**TASK DETAILS**: Copy the lines below word for word, with no changes.

### SUPPLIED DATA ###

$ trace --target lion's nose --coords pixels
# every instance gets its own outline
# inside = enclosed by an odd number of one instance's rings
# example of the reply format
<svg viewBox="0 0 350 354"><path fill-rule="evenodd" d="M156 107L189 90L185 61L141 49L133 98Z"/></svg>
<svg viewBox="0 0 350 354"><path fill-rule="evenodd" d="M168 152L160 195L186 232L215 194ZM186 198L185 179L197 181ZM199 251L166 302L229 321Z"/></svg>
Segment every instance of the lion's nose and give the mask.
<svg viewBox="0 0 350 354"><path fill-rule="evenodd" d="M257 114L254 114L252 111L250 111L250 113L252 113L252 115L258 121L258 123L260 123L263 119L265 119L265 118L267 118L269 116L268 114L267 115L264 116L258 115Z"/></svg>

###

**SOLUTION FOR THIS PROBLEM**:
$ trace --target lion's nose --coords pixels
# every instance gets its own outline
# inside = enclosed by an odd number of one instance's rings
# example of the reply format
<svg viewBox="0 0 350 354"><path fill-rule="evenodd" d="M156 107L189 90L185 61L141 49L133 98Z"/></svg>
<svg viewBox="0 0 350 354"><path fill-rule="evenodd" d="M168 152L160 195L186 232L215 194ZM186 198L185 179L197 181ZM199 251L166 302L229 321Z"/></svg>
Segment every instance of the lion's nose and give the mask.
<svg viewBox="0 0 350 354"><path fill-rule="evenodd" d="M257 114L254 114L252 111L250 111L250 113L252 113L252 115L258 121L258 123L260 123L263 119L265 119L265 118L267 118L269 116L268 114L267 115L264 116L258 115Z"/></svg>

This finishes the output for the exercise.